WORK TO COMPLETE: Render every row below as a numbered list, omitting blank lines and leaving the pictures out of the answer.

Some rows
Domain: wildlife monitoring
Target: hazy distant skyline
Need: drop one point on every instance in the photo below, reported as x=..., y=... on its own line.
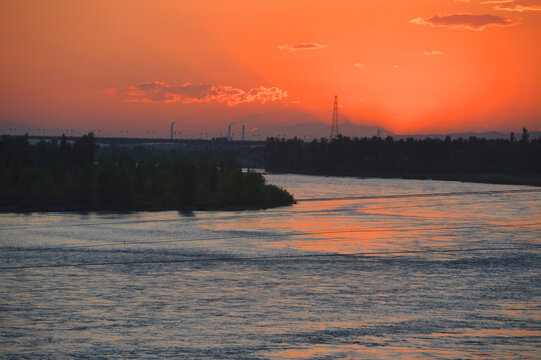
x=421, y=66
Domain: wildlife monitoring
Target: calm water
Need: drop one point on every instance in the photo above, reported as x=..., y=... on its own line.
x=279, y=283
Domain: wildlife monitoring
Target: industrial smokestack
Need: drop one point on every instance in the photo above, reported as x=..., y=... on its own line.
x=172, y=124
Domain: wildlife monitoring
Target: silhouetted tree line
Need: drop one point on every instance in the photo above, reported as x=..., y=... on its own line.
x=472, y=159
x=83, y=177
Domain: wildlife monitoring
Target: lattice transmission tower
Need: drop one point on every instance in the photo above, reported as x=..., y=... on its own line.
x=334, y=125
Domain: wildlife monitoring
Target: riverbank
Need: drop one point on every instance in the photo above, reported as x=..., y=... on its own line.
x=50, y=177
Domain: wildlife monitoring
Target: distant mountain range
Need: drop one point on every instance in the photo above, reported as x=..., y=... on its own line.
x=466, y=135
x=305, y=131
x=319, y=130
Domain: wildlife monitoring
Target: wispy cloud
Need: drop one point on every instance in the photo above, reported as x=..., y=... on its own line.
x=161, y=92
x=301, y=46
x=511, y=5
x=111, y=91
x=433, y=53
x=465, y=21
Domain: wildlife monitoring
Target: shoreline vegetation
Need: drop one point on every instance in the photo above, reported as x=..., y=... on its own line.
x=501, y=161
x=82, y=177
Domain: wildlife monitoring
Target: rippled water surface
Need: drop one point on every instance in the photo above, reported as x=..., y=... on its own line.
x=374, y=276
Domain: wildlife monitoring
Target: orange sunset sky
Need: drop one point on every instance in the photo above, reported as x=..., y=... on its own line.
x=417, y=66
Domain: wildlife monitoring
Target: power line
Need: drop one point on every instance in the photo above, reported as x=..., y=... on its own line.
x=275, y=257
x=329, y=232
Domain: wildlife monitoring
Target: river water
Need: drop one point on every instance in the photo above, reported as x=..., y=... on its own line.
x=377, y=275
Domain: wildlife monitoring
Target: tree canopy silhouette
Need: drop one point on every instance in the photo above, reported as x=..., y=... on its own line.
x=81, y=177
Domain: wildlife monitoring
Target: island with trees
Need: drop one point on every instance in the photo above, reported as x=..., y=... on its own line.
x=505, y=161
x=80, y=176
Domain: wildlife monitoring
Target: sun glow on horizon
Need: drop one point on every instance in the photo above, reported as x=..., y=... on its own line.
x=419, y=67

SOLUTION TO THIS EXERCISE:
1. Domain: wildlife monitoring
2. Target: hazy distant skyline
3. Need: drop one point on every instance in the photo below, reported as x=..., y=... on its own line.
4. x=421, y=66
5. Domain: wildlife monitoring
6. Target: calm water
7. Need: drop one point on every instance in the photo above, reported as x=..., y=... on its own line.
8. x=279, y=283
9. Domain: wildlife monitoring
10. Target: industrial smokestack
11. Need: drop one point on every instance in the photo above, reported as x=..., y=... on its own line.
12. x=172, y=124
13. Domain: wildlife monitoring
14. Target: silhouetted tree line
15. Need: drop one point on every instance in the photo above, reported as x=..., y=... on its own line.
16. x=472, y=159
17. x=83, y=177
18. Domain: wildlife monitoring
19. Target: lattice transmission tower
20. Need: drop one point on every instance in the photo above, reported as x=..., y=... on its own line.
21. x=334, y=125
22. Domain: wildlife monitoring
23. Target: riverbank
24. Need: drop one point on every instance in the photo above, reported as x=..., y=... on its own line.
25. x=50, y=177
26. Domain: wildlife monitoring
27. Target: distant mountain range
28. Need: drop one point on every instance in the photo above, reported as x=..., y=... on its own line.
29. x=466, y=135
30. x=305, y=131
31. x=319, y=130
32. Domain: wildlife monitoring
33. Target: wispy cloud
34. Need: drop one point on every instance in the photo above, reported as x=..., y=... on its own line.
35. x=161, y=92
36. x=301, y=46
37. x=511, y=5
38. x=111, y=91
39. x=433, y=53
40. x=465, y=21
41. Domain: wildlife monitoring
42. Target: shoreline vegetation
43. Need: drop one point on every instance in the photo above, reported as x=..., y=... on its own line.
44. x=501, y=161
45. x=82, y=177
46. Domain: wildlife monitoring
47. Target: rippled water surface
48. Need: drop one point on every instance in the photo above, reported as x=..., y=... on its own line.
49. x=374, y=276
50. Domain: wildlife monitoring
51. Target: orange sunset sky
52. Need: drop one point on every instance in the photo above, reported as x=..., y=... on its own line.
53. x=417, y=66
54. Domain: wildlife monitoring
55. Target: power line
56. Need: drop one point on every instance in the photo above, reported as x=..., y=... on its own line.
57. x=275, y=257
58. x=329, y=232
59. Domain: wildlife monitoring
60. Target: river water
61. Need: drop one point on every instance in the photo above, reported as x=..., y=... on its own line.
62. x=377, y=275
63. Domain: wildlife monitoring
64. Target: tree canopy silhouette
65. Need: drop one point on every instance in the photo above, reported as x=..., y=... on its own line.
66. x=81, y=177
67. Domain: wildlife monitoring
68. Target: island with trees
69. Need: drop one point on every instance in the photo above, reported as x=..., y=... on its own line.
70. x=505, y=161
71. x=80, y=176
72. Domain: wildlife monitoring
73. Target: sun glow on horizon
74. Need: drop one point on every instance in the photo above, reported as x=..., y=... on its own line.
75. x=419, y=67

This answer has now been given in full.